[Data listing]
:::::

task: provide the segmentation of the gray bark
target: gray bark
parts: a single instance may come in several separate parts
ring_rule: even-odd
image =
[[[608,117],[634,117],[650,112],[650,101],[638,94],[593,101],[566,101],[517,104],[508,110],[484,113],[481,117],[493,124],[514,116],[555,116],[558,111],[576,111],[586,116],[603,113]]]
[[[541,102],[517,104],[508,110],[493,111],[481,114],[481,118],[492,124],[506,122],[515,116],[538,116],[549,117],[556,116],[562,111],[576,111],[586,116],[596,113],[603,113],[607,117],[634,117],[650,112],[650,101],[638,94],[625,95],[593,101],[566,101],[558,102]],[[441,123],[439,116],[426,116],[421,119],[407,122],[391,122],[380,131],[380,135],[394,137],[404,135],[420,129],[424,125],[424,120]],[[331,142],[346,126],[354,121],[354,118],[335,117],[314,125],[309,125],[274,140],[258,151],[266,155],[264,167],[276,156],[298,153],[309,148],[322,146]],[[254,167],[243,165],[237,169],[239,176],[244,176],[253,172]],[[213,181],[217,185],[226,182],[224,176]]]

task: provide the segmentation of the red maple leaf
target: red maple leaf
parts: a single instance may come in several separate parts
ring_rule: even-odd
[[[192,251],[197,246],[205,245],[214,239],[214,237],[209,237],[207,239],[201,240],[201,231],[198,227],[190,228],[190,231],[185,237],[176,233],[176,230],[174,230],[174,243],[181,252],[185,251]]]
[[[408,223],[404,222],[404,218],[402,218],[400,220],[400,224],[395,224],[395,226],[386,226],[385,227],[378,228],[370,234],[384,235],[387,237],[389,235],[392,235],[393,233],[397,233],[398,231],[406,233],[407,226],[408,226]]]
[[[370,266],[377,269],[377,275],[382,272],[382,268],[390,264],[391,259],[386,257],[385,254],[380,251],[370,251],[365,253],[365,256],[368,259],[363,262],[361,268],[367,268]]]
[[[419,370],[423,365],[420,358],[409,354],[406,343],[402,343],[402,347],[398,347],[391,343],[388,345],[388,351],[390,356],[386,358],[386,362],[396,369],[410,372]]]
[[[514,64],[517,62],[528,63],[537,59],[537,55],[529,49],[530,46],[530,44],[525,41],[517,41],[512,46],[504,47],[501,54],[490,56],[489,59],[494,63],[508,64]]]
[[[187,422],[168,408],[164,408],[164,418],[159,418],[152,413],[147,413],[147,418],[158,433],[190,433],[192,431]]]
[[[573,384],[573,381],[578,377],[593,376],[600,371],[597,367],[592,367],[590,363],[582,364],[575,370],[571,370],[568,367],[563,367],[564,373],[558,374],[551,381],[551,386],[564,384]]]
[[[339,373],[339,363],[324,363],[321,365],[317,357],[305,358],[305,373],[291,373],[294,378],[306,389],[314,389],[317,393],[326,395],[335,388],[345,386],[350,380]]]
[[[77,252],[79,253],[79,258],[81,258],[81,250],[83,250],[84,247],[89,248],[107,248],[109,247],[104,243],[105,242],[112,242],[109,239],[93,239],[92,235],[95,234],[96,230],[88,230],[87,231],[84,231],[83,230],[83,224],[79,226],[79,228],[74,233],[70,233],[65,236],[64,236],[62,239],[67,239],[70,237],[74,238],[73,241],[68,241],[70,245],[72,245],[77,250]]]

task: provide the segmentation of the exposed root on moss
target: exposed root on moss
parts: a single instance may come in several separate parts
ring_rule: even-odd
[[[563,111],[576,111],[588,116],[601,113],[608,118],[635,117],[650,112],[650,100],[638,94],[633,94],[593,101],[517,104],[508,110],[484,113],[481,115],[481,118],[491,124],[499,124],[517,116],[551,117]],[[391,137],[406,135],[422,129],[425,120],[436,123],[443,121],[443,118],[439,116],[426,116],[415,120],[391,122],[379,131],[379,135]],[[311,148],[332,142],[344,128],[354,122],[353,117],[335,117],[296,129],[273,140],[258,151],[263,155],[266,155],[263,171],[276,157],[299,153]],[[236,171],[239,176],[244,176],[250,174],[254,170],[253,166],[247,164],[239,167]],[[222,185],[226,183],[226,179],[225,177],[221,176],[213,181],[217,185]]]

:::::

_What needs to be done_: Copy all of the material above line for line, leaving every character unchanged.

_Worked solution_:
task: provide the segmentation of the gray bark
target: gray bark
parts: a single instance may come in several separate parts
ring_rule: even-odd
image =
[[[608,117],[634,117],[650,112],[650,101],[638,94],[593,101],[566,101],[517,104],[508,110],[484,113],[481,117],[493,124],[514,116],[555,116],[558,111],[576,111],[586,116],[603,113]]]
[[[541,102],[517,104],[508,110],[493,111],[481,114],[481,118],[492,124],[506,122],[515,116],[538,116],[549,117],[556,116],[562,111],[576,111],[586,116],[596,113],[603,113],[607,117],[634,117],[650,112],[650,101],[638,94],[625,95],[593,101],[566,101],[558,102]],[[441,123],[439,116],[426,116],[421,119],[407,122],[391,122],[380,131],[380,135],[394,137],[404,135],[420,129],[424,125],[424,120]],[[331,142],[346,126],[354,121],[354,118],[335,117],[314,125],[309,125],[274,140],[258,151],[266,155],[264,167],[276,156],[298,153],[309,148],[322,146]],[[254,167],[243,165],[237,169],[239,176],[244,176],[253,172]],[[213,181],[217,185],[226,182],[224,176]]]

task: provide the segmentation of the red maple leaf
target: red maple leaf
parts: a single instance may come in several separate parts
ring_rule: even-odd
[[[192,251],[197,246],[205,245],[214,239],[214,237],[209,237],[207,239],[201,240],[201,231],[198,227],[190,228],[190,231],[185,237],[176,233],[176,230],[174,230],[174,243],[181,252],[185,251]]]
[[[408,223],[404,222],[404,218],[402,218],[400,220],[400,224],[395,224],[395,226],[386,226],[385,227],[378,228],[370,234],[384,235],[387,237],[389,235],[392,235],[393,233],[397,233],[398,231],[406,233],[407,226],[408,226]]]
[[[370,266],[377,269],[377,275],[382,272],[382,268],[390,264],[391,259],[386,257],[385,254],[380,251],[370,251],[365,253],[365,256],[368,259],[363,262],[361,268],[367,268]]]
[[[419,370],[423,365],[420,358],[409,354],[406,343],[402,343],[402,347],[398,347],[391,343],[388,345],[388,351],[390,356],[386,358],[386,362],[396,369],[410,372]]]
[[[514,64],[517,62],[528,63],[537,59],[537,55],[529,49],[530,46],[530,44],[525,41],[517,41],[512,46],[504,47],[501,54],[490,56],[489,59],[494,63],[508,64]]]
[[[187,422],[168,408],[164,408],[164,418],[159,418],[152,413],[147,413],[147,418],[158,433],[190,433],[192,431]]]
[[[573,384],[573,381],[578,377],[593,376],[600,371],[597,367],[592,367],[590,363],[582,364],[575,370],[571,370],[568,367],[563,367],[564,373],[558,374],[551,381],[551,386],[564,384]]]
[[[339,373],[339,363],[324,363],[321,365],[317,357],[305,358],[305,373],[291,373],[294,378],[306,389],[314,389],[317,393],[326,395],[335,388],[345,386],[350,380]]]
[[[77,252],[79,253],[79,258],[81,258],[81,250],[83,250],[84,247],[89,248],[107,248],[109,247],[104,243],[105,242],[112,242],[109,239],[93,239],[92,235],[95,234],[96,230],[88,230],[87,231],[84,231],[83,230],[83,224],[79,226],[79,228],[74,233],[70,233],[65,236],[64,236],[62,239],[67,239],[70,237],[74,238],[73,241],[68,241],[70,245],[72,245],[77,250]]]

task: provide the segmentation of the exposed root on moss
target: exposed root on moss
parts: a single instance may come in several separate parts
ring_rule: even-odd
[[[563,111],[576,111],[588,116],[601,113],[608,118],[635,117],[650,112],[650,100],[638,94],[633,94],[593,101],[517,104],[508,110],[484,113],[481,115],[481,118],[491,124],[499,124],[517,116],[551,117]],[[391,137],[406,135],[422,129],[425,120],[436,123],[443,121],[443,118],[439,116],[426,116],[415,120],[391,122],[379,131],[379,135]],[[311,148],[332,142],[344,128],[354,122],[353,117],[335,117],[296,129],[273,140],[258,151],[263,155],[266,155],[263,171],[276,157],[299,153]],[[236,171],[239,176],[244,176],[250,174],[254,170],[253,166],[247,164],[239,167]],[[222,185],[226,183],[226,179],[225,177],[221,176],[213,181],[217,185]]]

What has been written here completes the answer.